◆ **Given problem**
Can you write each record below as a JSON list of strings, with one string for every line and blank lines left out?

◆ **Material shown**
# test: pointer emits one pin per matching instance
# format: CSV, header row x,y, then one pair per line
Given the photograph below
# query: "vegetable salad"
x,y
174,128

◆ **Written answer**
[
  "# test: pointer emits one pin per matching instance",
  "# format: CSV, header row x,y, then one pair per line",
  "Given the photograph below",
  "# query: \"vegetable salad\"",
  "x,y",
  "174,128"
]